Hace un tiempo me tocó escribir la crítica de Los pasos perdidos, una 
    película con la misma temática que Hijos: la búsqueda de la identidad 
    de los hijos de detenidos-desaparecidos durante la última dictadura militar 
    que gobernó la Argentina. En aquella película, encontraba falencias que 
    tenían que ver con el miedo del propio film a la confrontación de la 
    realidad, en paralelo con la historia de la protagonista.
    
    Marco Bechis (que estuvo desaparecido por un corto tiempo) supera esos 
    miedos y se adentra en el conflicto con la necesidad de preguntarse por 
    todo. Tras la repulsión al terror de su film anterior, Garage Olimpo,
    Hijos continúa con el desamparo de la falta de identidad. Tras veinte 
    años de democracia, recién ahora podemos afirmar orgullosos que hubo un 
    director que nos enfrentó a la verdad, sin golpes bajos ni agujeros oscuros.
    La historia se 
    inicia con Rosa viajando a Italia en busca de Javier, con la certeza de que 
    es su hermano. Javier vive en una lujosa casa en Milán, con sus supuestos 
    padres. A pocos minutos del comienzo, Rosa ha confrontado a Javier, lo ha 
    sembrado de dudas, y la lucha interna comienza a desarrollarse. Javier ve 
    tambalear sus raíces, todo se le resquebraja. Ya no sabe quien es.

Objetivo 1.
Cuenta cuántas líneas de los registros contienen la cadena "train", distinguiendo mayúsculas de minúsculas, e indica solo ese número.

Datos suministrados.
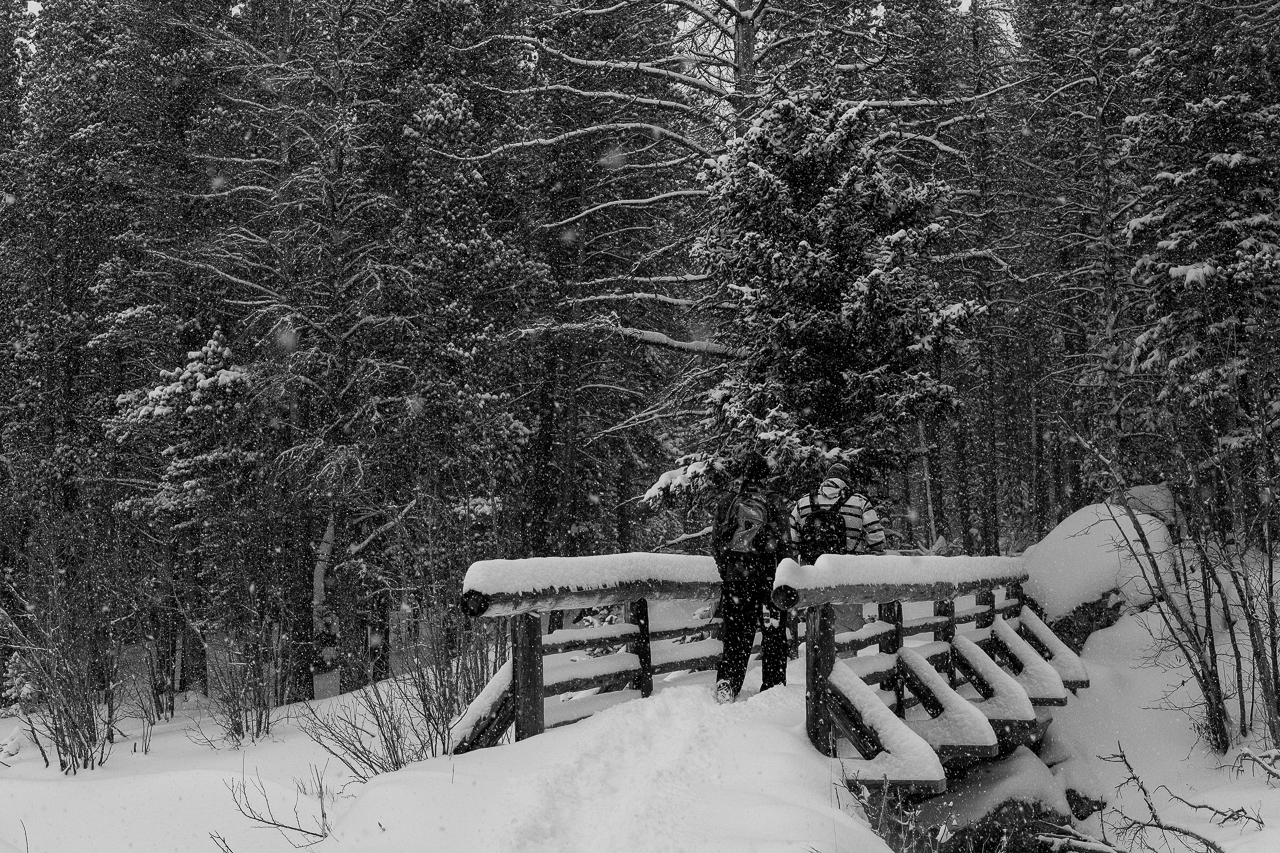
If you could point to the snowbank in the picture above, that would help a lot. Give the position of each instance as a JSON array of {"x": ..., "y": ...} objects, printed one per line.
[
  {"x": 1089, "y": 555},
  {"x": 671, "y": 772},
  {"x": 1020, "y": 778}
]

...

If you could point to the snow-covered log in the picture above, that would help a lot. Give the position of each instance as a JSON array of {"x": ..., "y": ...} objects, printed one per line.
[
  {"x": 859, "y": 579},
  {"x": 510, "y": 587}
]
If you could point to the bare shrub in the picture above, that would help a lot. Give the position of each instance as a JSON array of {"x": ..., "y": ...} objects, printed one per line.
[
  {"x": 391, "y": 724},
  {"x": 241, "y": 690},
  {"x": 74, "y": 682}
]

...

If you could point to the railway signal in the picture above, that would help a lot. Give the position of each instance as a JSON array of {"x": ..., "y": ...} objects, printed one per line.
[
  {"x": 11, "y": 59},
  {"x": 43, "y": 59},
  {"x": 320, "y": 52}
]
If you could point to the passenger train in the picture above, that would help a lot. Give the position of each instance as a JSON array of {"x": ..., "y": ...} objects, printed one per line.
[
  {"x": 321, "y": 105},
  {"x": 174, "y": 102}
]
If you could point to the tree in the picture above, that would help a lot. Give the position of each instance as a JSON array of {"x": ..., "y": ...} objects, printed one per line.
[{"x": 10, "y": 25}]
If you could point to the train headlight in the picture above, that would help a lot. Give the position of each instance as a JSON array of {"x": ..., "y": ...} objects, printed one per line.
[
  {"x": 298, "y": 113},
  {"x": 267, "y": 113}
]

Objetivo 2.
Según la reseña, ¿cómo se titula la película anterior de Marco Bechis?

Solución escrita 1.
2

Solución escrita 2.
Garage Olimpo.